▶ TASK PROMPT: Please find each line in the rows below that contains the word "wading" and copy those lines out.

"""

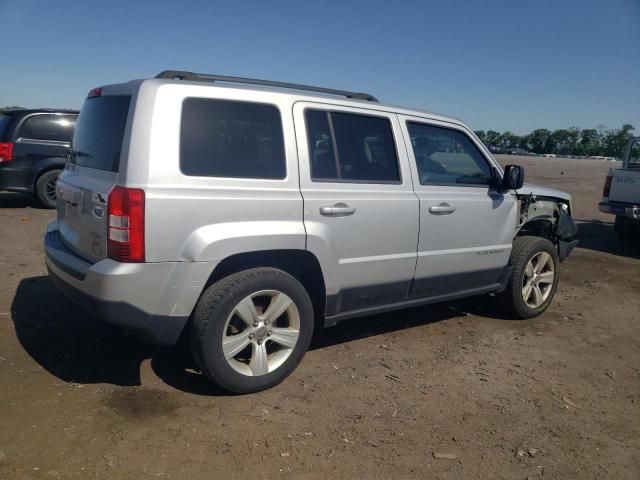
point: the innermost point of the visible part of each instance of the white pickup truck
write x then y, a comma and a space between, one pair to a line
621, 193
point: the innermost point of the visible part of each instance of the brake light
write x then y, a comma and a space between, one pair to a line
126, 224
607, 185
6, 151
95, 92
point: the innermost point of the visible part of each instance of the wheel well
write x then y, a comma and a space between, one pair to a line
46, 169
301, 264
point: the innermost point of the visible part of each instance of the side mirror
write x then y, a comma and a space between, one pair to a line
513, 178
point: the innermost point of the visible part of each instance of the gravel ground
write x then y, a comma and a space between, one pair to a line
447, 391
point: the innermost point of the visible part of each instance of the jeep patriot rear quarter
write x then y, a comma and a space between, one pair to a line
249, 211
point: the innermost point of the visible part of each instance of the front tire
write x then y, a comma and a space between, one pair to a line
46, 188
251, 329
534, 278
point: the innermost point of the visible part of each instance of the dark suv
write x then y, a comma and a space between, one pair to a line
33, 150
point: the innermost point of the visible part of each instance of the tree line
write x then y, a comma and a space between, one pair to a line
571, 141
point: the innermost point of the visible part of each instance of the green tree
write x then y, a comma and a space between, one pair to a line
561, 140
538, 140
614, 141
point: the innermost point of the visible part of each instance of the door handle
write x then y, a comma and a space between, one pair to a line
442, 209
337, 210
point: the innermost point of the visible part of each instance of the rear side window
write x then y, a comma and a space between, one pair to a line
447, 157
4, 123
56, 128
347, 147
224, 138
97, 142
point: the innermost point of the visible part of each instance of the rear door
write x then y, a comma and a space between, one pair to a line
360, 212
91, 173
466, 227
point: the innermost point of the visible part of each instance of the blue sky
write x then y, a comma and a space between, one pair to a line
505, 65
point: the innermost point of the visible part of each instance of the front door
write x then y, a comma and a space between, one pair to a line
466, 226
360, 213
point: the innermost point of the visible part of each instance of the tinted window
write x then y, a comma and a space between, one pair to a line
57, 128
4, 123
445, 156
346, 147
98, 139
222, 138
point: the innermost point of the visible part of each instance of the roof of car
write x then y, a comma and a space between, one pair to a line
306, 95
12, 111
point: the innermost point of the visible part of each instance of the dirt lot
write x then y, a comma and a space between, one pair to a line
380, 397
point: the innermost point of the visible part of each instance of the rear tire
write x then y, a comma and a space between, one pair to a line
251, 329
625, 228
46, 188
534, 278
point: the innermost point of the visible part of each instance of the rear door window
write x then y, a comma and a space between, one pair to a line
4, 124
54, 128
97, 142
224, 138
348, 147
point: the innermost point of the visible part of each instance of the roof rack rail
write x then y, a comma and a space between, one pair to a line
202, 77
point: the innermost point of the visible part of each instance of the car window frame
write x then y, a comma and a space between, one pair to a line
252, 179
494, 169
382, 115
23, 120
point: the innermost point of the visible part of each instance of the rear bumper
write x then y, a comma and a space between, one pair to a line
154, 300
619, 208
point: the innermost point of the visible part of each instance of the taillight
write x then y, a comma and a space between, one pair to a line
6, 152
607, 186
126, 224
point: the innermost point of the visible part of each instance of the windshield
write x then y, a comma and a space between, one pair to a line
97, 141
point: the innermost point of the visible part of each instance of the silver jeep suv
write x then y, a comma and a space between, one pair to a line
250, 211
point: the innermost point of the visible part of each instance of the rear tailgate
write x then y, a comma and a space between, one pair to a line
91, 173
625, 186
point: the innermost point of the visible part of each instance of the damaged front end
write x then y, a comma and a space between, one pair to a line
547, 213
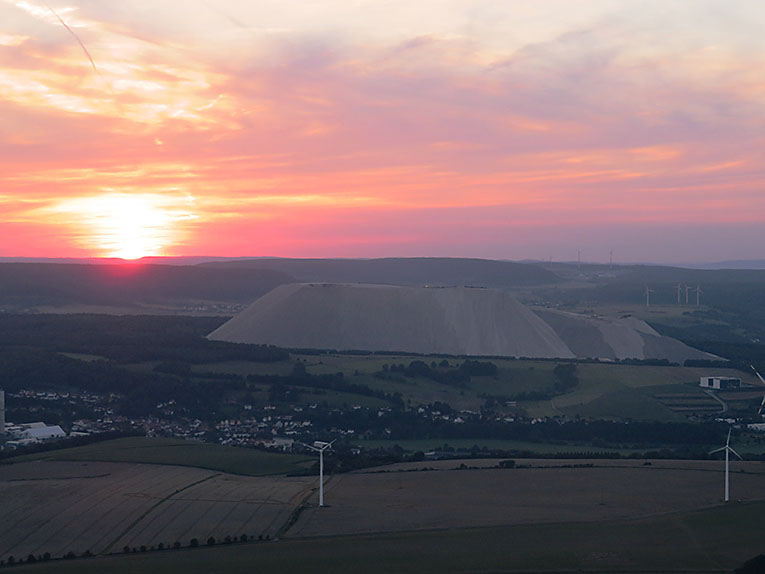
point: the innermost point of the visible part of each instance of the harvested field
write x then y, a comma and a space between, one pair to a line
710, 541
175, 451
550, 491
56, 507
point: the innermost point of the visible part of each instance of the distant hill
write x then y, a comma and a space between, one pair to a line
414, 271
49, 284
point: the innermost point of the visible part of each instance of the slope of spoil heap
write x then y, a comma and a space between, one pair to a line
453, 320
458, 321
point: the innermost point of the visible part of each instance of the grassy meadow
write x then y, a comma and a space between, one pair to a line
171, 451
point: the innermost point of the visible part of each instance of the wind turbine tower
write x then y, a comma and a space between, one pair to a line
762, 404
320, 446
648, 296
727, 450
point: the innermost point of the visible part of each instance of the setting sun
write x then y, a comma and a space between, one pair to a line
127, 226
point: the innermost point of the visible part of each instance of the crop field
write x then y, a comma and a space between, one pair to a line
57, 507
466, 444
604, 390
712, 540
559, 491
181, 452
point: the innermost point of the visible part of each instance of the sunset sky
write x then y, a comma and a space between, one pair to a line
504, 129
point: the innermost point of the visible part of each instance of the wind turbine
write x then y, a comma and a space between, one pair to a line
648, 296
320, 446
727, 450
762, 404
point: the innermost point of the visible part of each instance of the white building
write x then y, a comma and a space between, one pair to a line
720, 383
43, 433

"""
"""

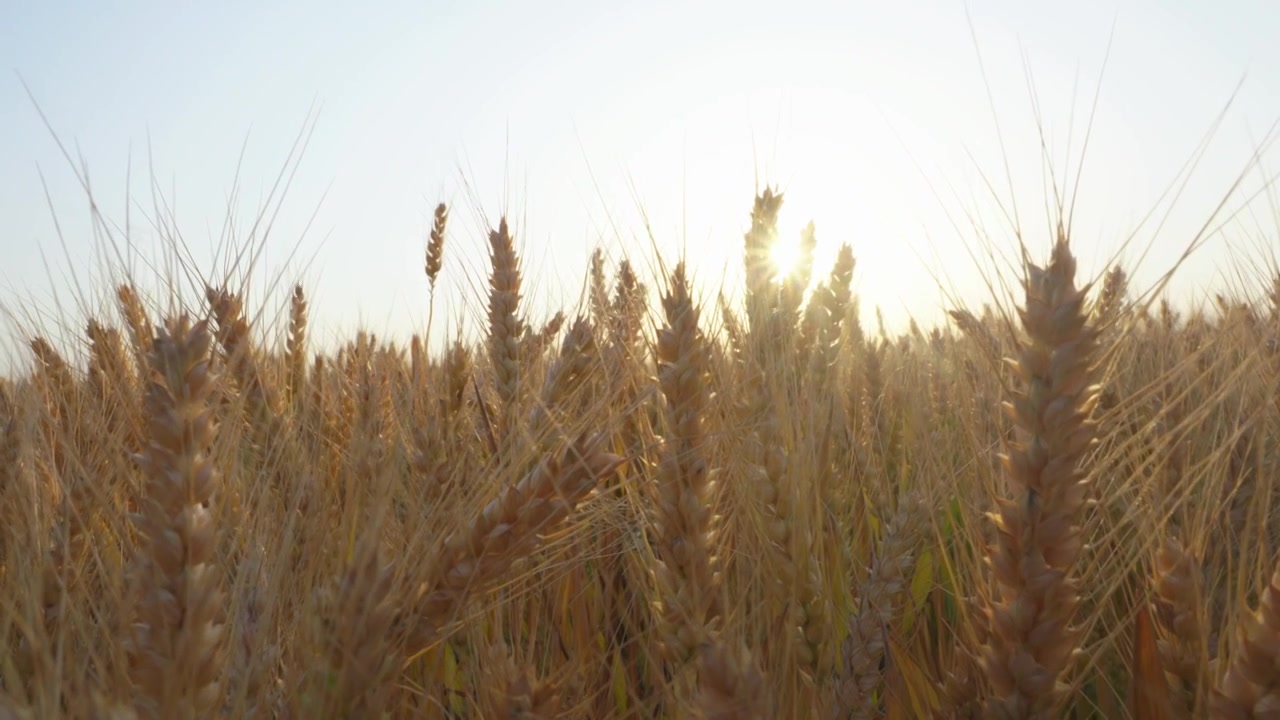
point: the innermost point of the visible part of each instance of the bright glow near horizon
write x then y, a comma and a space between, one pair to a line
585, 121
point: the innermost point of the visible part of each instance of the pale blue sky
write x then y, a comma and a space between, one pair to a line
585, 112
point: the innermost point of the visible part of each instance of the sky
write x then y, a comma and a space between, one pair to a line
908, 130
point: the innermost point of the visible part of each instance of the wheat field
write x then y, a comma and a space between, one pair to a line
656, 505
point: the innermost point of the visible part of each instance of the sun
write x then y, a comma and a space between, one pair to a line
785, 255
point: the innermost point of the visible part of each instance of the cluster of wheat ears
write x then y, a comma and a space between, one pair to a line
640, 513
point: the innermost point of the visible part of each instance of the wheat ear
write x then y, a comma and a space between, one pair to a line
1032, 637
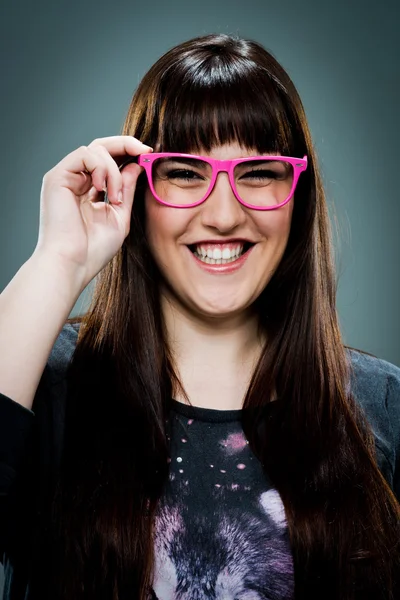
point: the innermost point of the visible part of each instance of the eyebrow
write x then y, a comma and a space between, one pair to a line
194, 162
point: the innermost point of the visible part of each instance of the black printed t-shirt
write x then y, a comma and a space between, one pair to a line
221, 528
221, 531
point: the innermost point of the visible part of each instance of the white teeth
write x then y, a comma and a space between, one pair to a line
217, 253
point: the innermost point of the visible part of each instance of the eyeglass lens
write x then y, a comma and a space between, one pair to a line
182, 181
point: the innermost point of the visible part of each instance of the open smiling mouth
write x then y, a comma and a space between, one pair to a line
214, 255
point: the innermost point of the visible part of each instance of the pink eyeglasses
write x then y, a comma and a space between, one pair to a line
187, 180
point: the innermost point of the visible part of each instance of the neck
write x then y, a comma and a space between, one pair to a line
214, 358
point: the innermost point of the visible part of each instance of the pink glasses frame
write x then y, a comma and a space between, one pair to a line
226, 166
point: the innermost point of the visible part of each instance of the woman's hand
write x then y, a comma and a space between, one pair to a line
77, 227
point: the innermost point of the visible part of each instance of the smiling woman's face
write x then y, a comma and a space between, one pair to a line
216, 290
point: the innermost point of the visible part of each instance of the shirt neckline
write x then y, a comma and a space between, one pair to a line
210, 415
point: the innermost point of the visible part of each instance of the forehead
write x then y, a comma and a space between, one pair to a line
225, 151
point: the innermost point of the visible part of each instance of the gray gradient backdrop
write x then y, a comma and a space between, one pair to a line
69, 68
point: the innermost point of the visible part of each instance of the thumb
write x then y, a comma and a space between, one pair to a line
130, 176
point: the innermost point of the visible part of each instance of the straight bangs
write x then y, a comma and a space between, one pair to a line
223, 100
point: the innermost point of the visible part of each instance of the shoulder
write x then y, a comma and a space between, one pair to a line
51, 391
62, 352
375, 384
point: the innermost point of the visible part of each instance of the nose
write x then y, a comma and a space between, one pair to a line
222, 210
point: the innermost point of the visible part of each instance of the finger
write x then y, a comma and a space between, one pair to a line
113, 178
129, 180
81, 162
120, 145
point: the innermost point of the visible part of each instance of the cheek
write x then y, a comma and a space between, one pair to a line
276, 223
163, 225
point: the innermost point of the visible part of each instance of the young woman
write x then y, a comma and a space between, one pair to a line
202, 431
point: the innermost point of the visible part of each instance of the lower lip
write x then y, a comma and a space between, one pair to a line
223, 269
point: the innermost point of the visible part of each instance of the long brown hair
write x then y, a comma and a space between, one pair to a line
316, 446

"""
"""

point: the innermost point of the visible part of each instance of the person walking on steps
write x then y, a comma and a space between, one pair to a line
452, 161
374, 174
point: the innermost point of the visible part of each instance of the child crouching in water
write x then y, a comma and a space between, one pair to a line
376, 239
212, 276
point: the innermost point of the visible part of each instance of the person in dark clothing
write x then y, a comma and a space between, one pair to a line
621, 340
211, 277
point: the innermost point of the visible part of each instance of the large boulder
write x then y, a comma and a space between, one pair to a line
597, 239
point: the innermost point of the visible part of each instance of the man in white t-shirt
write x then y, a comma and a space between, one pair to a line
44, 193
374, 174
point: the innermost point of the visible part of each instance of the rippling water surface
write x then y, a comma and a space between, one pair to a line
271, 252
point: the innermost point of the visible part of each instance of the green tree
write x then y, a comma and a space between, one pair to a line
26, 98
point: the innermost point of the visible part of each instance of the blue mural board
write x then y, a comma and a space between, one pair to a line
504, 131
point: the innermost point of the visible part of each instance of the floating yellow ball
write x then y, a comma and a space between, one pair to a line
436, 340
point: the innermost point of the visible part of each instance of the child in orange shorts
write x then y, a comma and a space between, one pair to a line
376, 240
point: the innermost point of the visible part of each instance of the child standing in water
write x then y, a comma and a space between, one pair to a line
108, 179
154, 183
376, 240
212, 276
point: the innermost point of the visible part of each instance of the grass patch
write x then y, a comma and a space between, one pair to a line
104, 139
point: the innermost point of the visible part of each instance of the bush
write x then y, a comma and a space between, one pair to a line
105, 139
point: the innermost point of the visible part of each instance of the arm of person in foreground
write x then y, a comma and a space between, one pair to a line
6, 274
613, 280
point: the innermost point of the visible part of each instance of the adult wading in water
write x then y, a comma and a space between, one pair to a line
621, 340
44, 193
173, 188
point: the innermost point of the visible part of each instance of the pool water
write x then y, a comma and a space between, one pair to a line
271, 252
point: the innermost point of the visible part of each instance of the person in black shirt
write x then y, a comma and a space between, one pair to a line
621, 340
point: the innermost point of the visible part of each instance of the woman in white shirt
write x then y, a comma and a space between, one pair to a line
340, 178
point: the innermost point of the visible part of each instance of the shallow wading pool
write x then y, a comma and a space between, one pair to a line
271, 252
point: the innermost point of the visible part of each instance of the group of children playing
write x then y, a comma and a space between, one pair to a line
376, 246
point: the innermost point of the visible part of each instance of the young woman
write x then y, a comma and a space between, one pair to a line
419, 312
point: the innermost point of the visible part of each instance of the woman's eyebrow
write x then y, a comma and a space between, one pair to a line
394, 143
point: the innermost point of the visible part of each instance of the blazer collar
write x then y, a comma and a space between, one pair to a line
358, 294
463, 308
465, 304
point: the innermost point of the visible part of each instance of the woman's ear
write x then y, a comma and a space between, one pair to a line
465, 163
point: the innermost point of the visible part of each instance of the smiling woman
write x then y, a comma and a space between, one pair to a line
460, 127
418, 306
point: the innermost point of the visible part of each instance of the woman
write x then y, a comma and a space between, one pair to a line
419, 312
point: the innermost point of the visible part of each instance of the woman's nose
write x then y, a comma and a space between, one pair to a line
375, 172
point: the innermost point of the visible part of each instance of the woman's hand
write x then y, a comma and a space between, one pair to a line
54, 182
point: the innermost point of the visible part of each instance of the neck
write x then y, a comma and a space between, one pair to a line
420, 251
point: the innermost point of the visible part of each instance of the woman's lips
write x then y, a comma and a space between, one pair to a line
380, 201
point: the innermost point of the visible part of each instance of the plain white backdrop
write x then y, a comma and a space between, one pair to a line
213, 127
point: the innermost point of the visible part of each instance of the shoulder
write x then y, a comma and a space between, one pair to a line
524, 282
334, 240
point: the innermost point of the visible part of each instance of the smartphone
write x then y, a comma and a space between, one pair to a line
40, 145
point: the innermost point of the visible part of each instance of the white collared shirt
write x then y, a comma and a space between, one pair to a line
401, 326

"""

▶ FINAL RESULT:
point: the innermost point of the visible part of each instance of the adult wading in water
point: the innermost point of the visible part of each instance of the shallow wading pool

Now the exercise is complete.